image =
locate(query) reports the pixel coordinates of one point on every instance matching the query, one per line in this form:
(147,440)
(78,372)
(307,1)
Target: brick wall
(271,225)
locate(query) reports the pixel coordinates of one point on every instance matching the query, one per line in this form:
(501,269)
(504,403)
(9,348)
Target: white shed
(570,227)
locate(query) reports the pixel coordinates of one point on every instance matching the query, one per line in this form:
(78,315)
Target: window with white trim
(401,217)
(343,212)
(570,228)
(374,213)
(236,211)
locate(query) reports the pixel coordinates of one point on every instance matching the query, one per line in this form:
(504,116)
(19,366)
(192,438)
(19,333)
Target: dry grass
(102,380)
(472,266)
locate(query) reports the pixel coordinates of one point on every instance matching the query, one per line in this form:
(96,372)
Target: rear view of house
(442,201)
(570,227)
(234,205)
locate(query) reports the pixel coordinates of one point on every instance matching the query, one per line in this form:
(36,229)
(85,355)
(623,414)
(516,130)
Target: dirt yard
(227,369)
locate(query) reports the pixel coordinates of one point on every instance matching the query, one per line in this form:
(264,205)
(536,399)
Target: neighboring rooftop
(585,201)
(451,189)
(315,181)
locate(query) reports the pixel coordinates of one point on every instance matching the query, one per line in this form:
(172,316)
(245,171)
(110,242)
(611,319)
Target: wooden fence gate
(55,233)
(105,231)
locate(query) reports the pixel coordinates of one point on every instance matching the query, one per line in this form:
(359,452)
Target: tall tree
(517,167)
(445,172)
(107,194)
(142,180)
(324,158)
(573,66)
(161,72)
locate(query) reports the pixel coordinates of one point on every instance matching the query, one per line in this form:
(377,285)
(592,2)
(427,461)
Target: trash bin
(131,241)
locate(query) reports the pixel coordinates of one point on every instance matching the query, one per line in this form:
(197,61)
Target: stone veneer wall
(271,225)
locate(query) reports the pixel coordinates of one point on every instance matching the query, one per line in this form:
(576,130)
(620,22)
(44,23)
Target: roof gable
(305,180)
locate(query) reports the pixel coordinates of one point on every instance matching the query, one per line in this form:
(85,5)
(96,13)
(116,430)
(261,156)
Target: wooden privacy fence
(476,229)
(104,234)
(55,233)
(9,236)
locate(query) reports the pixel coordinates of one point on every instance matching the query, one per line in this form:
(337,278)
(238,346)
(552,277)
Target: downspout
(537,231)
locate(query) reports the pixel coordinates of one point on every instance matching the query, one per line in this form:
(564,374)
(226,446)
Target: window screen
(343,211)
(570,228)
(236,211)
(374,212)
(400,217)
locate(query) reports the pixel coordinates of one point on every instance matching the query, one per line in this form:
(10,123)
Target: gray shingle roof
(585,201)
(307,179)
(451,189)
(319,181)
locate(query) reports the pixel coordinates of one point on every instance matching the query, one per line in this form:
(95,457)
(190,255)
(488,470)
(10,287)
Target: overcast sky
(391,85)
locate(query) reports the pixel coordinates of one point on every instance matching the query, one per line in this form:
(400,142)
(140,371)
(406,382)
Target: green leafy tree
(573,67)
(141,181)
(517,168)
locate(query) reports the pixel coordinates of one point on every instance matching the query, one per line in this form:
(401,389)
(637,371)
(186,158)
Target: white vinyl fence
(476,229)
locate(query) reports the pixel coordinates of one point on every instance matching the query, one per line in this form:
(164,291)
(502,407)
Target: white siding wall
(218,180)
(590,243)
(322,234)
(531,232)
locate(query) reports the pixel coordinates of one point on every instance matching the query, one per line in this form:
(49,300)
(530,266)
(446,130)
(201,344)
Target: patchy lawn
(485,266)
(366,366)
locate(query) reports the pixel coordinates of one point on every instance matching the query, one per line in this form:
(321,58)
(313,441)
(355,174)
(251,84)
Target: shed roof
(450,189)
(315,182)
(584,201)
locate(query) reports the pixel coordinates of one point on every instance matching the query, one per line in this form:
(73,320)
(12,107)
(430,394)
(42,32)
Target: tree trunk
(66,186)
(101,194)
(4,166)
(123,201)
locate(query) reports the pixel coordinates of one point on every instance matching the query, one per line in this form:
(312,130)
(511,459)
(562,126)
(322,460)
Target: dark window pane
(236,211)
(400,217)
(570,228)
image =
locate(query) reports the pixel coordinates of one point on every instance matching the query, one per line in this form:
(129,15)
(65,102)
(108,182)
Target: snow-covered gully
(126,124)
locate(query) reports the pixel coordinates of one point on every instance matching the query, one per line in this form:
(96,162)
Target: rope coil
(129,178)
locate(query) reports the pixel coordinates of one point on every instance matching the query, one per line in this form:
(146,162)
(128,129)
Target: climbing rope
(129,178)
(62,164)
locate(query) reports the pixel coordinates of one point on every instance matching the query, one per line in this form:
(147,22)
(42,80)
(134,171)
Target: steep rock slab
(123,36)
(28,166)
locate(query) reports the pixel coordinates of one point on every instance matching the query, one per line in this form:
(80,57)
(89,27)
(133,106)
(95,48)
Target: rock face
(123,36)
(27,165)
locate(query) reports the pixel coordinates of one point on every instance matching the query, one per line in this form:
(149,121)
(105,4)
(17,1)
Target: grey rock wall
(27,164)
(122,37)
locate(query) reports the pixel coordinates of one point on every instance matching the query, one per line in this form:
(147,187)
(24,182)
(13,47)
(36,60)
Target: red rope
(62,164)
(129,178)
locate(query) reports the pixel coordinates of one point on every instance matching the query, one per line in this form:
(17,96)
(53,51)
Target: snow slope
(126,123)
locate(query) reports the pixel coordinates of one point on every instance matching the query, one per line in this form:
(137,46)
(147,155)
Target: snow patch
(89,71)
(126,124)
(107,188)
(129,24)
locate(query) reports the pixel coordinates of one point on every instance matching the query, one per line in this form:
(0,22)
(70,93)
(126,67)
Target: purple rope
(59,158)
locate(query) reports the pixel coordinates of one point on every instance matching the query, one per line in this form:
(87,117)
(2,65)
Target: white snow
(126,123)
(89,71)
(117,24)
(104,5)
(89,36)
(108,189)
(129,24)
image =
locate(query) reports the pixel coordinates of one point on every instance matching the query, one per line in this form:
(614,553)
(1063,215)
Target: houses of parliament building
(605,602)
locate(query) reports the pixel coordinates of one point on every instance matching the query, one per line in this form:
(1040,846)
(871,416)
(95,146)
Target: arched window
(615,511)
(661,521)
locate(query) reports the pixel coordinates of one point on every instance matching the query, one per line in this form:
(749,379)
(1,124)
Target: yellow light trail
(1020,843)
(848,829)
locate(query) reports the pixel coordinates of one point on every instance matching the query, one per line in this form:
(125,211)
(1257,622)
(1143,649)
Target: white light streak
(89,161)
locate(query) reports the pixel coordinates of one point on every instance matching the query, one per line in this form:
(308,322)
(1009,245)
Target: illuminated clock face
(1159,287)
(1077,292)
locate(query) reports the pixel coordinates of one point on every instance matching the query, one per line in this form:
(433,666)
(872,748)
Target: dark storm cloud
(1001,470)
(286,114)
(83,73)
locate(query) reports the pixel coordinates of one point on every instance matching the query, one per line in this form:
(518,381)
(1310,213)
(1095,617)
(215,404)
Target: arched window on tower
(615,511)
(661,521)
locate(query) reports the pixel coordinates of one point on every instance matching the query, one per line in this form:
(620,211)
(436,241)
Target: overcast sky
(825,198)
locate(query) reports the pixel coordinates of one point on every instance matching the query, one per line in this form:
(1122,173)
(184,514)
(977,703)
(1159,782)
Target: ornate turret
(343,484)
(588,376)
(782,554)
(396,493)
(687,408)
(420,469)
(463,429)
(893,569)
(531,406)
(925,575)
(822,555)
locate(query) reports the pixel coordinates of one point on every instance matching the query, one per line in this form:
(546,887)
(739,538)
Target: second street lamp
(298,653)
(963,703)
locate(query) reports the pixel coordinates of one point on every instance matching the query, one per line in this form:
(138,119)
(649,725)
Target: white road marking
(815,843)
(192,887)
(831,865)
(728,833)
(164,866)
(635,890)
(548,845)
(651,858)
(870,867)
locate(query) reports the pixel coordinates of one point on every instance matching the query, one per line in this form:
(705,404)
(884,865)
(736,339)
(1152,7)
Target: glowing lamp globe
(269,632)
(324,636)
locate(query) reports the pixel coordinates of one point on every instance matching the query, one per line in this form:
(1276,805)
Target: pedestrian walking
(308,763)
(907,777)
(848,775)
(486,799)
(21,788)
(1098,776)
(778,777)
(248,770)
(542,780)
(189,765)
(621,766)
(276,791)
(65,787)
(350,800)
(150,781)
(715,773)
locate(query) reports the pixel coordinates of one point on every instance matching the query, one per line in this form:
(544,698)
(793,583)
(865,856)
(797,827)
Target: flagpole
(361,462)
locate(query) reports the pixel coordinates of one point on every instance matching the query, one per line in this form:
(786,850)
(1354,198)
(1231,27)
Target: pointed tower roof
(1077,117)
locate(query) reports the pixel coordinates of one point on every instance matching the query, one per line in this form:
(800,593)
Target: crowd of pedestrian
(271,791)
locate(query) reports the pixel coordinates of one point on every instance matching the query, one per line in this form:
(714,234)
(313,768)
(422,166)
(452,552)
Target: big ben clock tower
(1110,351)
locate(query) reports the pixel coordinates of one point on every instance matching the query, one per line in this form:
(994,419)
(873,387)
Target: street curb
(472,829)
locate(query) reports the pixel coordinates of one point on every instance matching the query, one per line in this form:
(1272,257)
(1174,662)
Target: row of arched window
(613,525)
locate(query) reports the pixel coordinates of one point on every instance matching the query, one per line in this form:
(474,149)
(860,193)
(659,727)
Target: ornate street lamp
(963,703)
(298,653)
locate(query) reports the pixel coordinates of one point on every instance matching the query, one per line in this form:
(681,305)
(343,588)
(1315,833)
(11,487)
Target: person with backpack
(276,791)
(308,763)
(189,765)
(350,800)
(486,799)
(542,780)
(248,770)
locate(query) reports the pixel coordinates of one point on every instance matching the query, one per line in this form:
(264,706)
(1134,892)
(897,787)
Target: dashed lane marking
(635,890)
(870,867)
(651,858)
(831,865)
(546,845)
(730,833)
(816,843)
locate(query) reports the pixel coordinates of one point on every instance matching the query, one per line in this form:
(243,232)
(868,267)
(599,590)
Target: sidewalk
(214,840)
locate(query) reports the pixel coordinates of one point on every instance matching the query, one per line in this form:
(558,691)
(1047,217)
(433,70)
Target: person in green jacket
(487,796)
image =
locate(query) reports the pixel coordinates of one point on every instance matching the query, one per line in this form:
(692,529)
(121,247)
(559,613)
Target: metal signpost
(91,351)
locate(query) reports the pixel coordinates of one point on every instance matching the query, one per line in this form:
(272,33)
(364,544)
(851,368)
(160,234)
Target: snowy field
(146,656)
──────────
### Task to complete
Locate every line in the material above that contains the word "rock" and copy each one.

### Answer to the task
Target: steep rock slab
Target: rock face
Target: grey rock wall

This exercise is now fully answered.